FONTE.

+--

• Praia
  • 29℃ Praia, Cabo Verde
O vitimismo da Justiça
Ponto de Vista

O vitimismo da Justiça

Porque o povo assiste, impotente, a tamanha afronta caída sobre si, porquanto a Justiça em qualquer Estado de Direito Democrático se exerce em nome do povo e para o povo, este texto-grito emana de todo um povo sofrido, angustiado e vilipendiado pelo nosso sistema judicial, cada vez mais vitimista, sim, mas vingativo, feroz e ameaçador, quase vassalo de uma certa classe política que, também ela, não se coíbe de se furtar às próprias leis que produz para ‘despachar’ incómodos rumo à cadeia, libertar foras-da-lei e violentar mentes críticas através de discursos fascistas – “decisões judiciais que possam desagradar a um ou outro cacique, de forte influência na sociedade ou mesmo nas instâncias políticas, às quais se chega até a pedir a cabeça de juízes, sob a chantagem de, ou se anui a essas exigências ou se convoca o povo para a rua”, dixit, o presidente do Conselho Superior da Magistratura Judicial -  a tentar inibir o pensamento de quem ousar contrariar o sistema.

Reunimo-nos de urgência para analisar esse artigo publicado no jornal Expresso das Ilhas. Logo no primeiro parágrafo percebemos que era preciso recorrer à proteção da divindade. Sem a pretensão de vilipendiar o que por natureza já se encontra desgraçadamente gangrenado fizemos uma espécie de cromeleque e entre louvores, Pai Nosso e Avés Marias, suplicamos ao Pai Celestial muita paciência, serenidade e sabedoria para enfrentar as atrocidades implantadas no córtex cerebral de alguns indivíduos. Só um Deus nos acuda pode nos salvar da malignidade deste cancro que de forma intencional se alastra e corrói as nossas instituições judiciais.

+--

TAREFA PEDIDA 1.
Repete sem qualquer alteração o trecho dos registos que vai da linha que contém "segment the **door glass panel**" até ao fim dos registos, incluindo ambas as extremidades.
O texto e os registos são materiais independentes, sem relação entre si.

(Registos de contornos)
+--

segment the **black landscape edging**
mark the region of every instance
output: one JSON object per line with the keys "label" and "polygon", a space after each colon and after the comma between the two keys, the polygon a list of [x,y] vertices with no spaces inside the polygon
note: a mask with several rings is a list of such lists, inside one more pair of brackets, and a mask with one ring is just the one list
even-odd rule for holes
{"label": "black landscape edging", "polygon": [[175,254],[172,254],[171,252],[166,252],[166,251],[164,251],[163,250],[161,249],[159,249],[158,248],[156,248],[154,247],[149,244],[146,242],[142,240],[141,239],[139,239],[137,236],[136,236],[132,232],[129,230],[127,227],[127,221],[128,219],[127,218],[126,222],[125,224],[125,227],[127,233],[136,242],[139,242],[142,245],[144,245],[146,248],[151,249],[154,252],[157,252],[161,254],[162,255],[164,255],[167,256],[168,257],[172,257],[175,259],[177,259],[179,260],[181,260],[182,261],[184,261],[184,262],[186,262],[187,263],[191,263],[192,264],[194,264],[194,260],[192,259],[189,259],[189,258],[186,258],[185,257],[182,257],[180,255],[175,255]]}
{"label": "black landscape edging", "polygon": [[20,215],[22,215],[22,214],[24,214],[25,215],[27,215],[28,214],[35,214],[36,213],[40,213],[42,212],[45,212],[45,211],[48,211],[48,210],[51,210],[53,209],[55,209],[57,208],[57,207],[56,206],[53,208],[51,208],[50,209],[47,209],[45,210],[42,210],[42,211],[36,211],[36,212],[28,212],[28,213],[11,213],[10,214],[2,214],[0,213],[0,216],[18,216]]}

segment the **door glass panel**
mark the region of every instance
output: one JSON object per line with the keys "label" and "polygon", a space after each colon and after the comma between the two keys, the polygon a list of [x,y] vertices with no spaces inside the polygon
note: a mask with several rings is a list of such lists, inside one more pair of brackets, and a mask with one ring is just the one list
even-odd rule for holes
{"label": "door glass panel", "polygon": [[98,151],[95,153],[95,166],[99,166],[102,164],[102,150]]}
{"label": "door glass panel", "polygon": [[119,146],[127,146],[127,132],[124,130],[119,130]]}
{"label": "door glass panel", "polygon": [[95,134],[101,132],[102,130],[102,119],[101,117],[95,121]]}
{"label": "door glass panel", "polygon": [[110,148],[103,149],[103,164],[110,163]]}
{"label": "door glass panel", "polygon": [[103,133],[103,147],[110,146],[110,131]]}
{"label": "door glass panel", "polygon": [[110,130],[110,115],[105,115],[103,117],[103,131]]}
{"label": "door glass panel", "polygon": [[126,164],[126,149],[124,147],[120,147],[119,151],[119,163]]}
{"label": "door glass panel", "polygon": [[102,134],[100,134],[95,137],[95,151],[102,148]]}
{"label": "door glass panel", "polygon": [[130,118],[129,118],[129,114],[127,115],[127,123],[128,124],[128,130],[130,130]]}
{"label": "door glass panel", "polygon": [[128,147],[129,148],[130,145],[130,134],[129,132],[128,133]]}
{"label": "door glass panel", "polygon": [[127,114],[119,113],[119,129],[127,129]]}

+--

TAREFA PEDIDA 2.
Reproduz fielmente o trecho do texto sobre o vitimismo da Justiça que vai de "Reunimo-nos de urgência" até "nossas instituições judiciais.".

RESPOSTA CORRETA 1.
segment the **door glass panel**
mark the region of every instance
output: one JSON object per line with the keys "label" and "polygon", a space after each colon and after the comma between the two keys, the polygon a list of [x,y] vertices with no spaces inside the polygon
note: a mask with several rings is a list of such lists, inside one more pair of brackets, and a mask with one ring is just the one list
even-odd rule for holes
{"label": "door glass panel", "polygon": [[98,151],[95,153],[95,166],[99,166],[102,164],[102,150]]}
{"label": "door glass panel", "polygon": [[119,146],[127,146],[127,132],[124,130],[119,130]]}
{"label": "door glass panel", "polygon": [[95,134],[101,132],[102,130],[102,119],[101,117],[95,121]]}
{"label": "door glass panel", "polygon": [[110,148],[103,149],[103,164],[110,163]]}
{"label": "door glass panel", "polygon": [[103,133],[103,147],[110,146],[110,131]]}
{"label": "door glass panel", "polygon": [[110,130],[110,115],[105,115],[103,117],[103,131]]}
{"label": "door glass panel", "polygon": [[126,164],[126,149],[124,147],[120,147],[119,151],[119,163]]}
{"label": "door glass panel", "polygon": [[102,134],[100,134],[95,137],[95,151],[102,148]]}
{"label": "door glass panel", "polygon": [[130,118],[129,118],[129,114],[127,115],[127,123],[128,124],[128,130],[130,130]]}
{"label": "door glass panel", "polygon": [[128,147],[129,148],[130,145],[130,134],[129,132],[128,133]]}
{"label": "door glass panel", "polygon": [[127,114],[119,113],[119,129],[127,129]]}

RESPOSTA CORRETA 2.
Reunimo-nos de urgência para analisar esse artigo publicado no jornal Expresso das Ilhas. Logo no primeiro parágrafo percebemos que era preciso recorrer à proteção da divindade. Sem a pretensão de vilipendiar o que por natureza já se encontra desgraçadamente gangrenado fizemos uma espécie de cromeleque e entre louvores, Pai Nosso e Avés Marias, suplicamos ao Pai Celestial muita paciência, serenidade e sabedoria para enfrentar as atrocidades implantadas no córtex cerebral de alguns indivíduos. Só um Deus nos acuda pode nos salvar da malignidade deste cancro que de forma intencional se alastra e corrói as nossas instituições judiciais.